Please return, word for word, the stretch of the entries below from the line that contains "A test automation script must locate the windshield" through the line that contains "[[300, 239, 378, 250]]", including both of those lines.

Region labeling entries
====

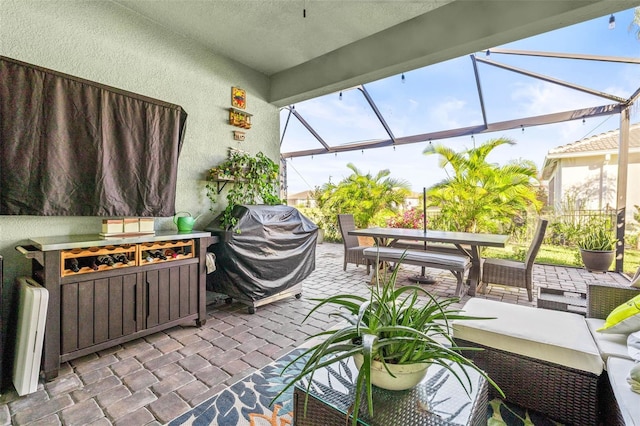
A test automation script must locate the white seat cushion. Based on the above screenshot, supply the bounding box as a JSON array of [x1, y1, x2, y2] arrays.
[[607, 356, 640, 426], [586, 318, 631, 362], [453, 298, 604, 375]]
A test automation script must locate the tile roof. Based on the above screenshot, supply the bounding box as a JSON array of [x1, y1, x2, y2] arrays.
[[547, 123, 640, 158]]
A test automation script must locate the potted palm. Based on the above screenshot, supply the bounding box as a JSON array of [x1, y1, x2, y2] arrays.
[[274, 255, 502, 425], [578, 222, 618, 272]]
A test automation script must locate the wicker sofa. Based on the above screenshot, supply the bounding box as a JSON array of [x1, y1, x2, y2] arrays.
[[454, 283, 640, 425]]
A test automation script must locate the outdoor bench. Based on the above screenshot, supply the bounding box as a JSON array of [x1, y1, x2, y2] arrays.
[[363, 247, 471, 297], [453, 283, 640, 425]]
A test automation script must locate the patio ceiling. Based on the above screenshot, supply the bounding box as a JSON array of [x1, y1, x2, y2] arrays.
[[281, 48, 640, 158], [113, 0, 638, 107]]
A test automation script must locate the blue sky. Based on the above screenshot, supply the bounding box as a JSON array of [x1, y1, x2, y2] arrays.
[[281, 5, 640, 194]]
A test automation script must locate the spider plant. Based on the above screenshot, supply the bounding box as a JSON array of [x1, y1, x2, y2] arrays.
[[278, 255, 502, 425]]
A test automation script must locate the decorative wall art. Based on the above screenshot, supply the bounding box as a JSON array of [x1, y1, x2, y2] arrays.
[[231, 87, 247, 109]]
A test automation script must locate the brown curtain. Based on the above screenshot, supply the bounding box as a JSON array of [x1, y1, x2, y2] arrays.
[[0, 57, 187, 216]]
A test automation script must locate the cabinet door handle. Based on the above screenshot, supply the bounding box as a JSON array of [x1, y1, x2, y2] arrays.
[[145, 281, 149, 321], [133, 286, 138, 323]]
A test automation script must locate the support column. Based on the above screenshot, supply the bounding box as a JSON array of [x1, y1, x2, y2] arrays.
[[615, 105, 631, 272]]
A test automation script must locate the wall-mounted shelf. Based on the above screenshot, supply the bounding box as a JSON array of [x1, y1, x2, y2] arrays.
[[229, 107, 253, 129], [214, 177, 248, 195]]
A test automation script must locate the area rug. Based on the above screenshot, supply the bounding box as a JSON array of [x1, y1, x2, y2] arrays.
[[169, 348, 560, 426]]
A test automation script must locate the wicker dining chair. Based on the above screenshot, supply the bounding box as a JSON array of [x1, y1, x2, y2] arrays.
[[482, 219, 549, 302], [338, 214, 371, 274]]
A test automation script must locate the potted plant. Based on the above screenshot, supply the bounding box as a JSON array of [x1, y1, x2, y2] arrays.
[[274, 256, 504, 425], [207, 148, 282, 228], [578, 221, 618, 272]]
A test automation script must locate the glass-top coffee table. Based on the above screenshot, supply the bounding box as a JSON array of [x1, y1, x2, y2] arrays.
[[293, 359, 488, 426]]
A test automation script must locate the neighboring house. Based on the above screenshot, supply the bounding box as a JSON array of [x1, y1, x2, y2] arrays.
[[542, 123, 640, 219], [287, 191, 316, 207]]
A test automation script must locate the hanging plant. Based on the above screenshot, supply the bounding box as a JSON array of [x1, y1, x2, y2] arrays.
[[207, 148, 282, 228]]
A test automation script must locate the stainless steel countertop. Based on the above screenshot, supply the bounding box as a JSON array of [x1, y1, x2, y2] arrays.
[[30, 230, 211, 251]]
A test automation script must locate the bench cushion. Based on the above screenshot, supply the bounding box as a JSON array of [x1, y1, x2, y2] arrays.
[[586, 318, 630, 362], [453, 298, 604, 375], [364, 247, 471, 272]]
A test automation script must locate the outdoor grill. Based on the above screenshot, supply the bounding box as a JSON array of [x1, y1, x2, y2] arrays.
[[206, 205, 318, 313]]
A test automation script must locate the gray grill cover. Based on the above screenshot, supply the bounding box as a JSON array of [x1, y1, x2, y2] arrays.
[[206, 205, 318, 301]]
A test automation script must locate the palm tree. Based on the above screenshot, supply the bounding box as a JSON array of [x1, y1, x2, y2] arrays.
[[317, 163, 409, 228], [423, 138, 541, 232]]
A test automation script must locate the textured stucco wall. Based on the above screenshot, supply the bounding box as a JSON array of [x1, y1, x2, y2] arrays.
[[0, 0, 279, 317]]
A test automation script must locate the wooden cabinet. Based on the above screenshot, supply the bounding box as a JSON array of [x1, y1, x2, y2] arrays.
[[21, 231, 217, 380], [145, 263, 199, 328], [60, 274, 139, 355]]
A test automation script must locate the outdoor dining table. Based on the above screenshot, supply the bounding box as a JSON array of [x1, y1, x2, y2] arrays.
[[349, 228, 509, 296]]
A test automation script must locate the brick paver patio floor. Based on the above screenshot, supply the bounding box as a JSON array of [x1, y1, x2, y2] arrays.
[[0, 243, 628, 425]]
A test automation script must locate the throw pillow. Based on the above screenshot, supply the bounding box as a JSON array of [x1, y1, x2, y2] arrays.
[[598, 294, 640, 334]]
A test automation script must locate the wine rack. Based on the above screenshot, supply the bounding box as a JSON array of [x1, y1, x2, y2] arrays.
[[137, 240, 195, 266], [60, 244, 137, 277]]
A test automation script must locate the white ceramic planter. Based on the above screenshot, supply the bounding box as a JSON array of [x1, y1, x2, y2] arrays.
[[353, 354, 431, 390]]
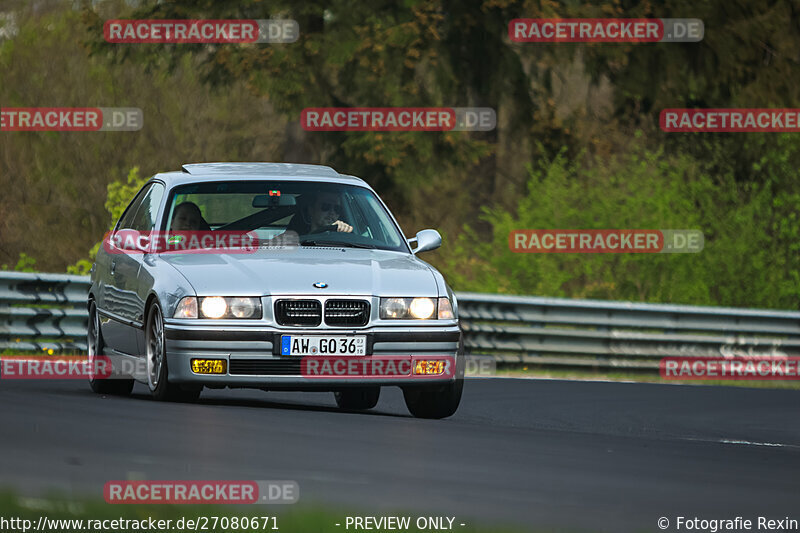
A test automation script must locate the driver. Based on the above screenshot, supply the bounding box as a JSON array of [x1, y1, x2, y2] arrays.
[[286, 192, 353, 235], [169, 202, 211, 231]]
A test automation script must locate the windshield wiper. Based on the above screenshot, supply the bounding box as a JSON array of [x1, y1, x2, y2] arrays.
[[300, 239, 378, 250]]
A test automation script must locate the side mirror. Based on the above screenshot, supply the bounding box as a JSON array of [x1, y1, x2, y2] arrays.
[[408, 229, 442, 254]]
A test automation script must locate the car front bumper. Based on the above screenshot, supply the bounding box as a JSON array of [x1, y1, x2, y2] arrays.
[[165, 323, 463, 390]]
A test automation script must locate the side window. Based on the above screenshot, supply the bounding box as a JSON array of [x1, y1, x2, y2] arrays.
[[131, 183, 164, 232], [115, 184, 153, 230]]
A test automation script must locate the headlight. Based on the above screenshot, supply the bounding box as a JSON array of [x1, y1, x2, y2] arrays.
[[172, 296, 261, 319], [408, 298, 436, 320], [172, 296, 197, 318], [229, 298, 261, 318], [439, 298, 455, 320], [200, 296, 228, 318], [380, 298, 436, 320]]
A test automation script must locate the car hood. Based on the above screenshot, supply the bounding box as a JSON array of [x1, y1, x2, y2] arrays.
[[159, 247, 438, 296]]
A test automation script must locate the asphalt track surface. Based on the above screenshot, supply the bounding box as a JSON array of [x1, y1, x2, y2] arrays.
[[0, 379, 800, 531]]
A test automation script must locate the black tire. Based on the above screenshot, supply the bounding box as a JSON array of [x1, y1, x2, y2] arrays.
[[403, 379, 464, 419], [403, 350, 466, 420], [86, 301, 133, 396], [333, 387, 381, 411], [144, 302, 203, 402]]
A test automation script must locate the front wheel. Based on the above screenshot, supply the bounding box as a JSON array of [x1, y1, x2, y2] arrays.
[[403, 378, 464, 419], [145, 302, 202, 402], [333, 387, 381, 411]]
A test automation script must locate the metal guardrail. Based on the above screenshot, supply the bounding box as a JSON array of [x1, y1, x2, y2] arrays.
[[0, 272, 800, 369], [0, 272, 89, 352]]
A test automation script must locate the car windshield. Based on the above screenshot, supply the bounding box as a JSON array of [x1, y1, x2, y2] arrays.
[[162, 181, 409, 252]]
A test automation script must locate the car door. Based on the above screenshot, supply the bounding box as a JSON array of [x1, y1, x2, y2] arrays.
[[125, 182, 164, 356], [98, 182, 164, 355]]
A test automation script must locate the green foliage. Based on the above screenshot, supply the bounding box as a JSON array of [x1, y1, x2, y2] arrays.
[[0, 252, 36, 272], [440, 136, 800, 308], [67, 167, 147, 276]]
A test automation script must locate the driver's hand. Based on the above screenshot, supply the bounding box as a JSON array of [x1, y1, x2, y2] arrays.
[[331, 220, 353, 233]]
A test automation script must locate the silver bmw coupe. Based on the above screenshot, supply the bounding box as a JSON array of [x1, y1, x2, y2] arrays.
[[88, 163, 464, 418]]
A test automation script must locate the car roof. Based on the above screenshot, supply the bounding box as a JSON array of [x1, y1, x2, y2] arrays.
[[154, 163, 371, 189]]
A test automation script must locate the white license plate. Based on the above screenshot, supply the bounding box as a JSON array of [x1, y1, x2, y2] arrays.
[[281, 335, 367, 356]]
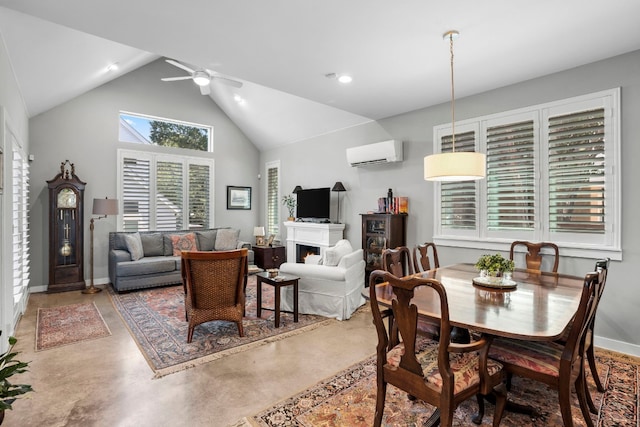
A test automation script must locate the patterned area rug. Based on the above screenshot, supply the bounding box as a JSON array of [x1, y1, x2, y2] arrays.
[[109, 276, 333, 378], [36, 302, 111, 351], [233, 351, 640, 427]]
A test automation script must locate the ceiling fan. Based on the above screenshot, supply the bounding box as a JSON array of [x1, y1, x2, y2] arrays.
[[162, 59, 242, 95]]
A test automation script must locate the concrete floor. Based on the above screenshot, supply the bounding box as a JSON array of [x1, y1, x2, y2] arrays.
[[3, 291, 376, 427]]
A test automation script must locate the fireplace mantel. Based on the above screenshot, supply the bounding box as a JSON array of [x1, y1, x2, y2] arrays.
[[284, 221, 344, 262]]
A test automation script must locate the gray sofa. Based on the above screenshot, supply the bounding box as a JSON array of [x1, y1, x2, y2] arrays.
[[109, 227, 253, 292]]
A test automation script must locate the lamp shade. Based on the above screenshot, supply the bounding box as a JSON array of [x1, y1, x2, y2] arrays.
[[92, 198, 118, 216], [424, 151, 486, 182], [331, 181, 347, 191]]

====

* [Solution to this problem]:
A test automation script must locate the windshield wiper. Based on the above screenshot, supply the bounding box as a JSON array of [x1, y1, x2, y2] arrays.
[[300, 239, 378, 250]]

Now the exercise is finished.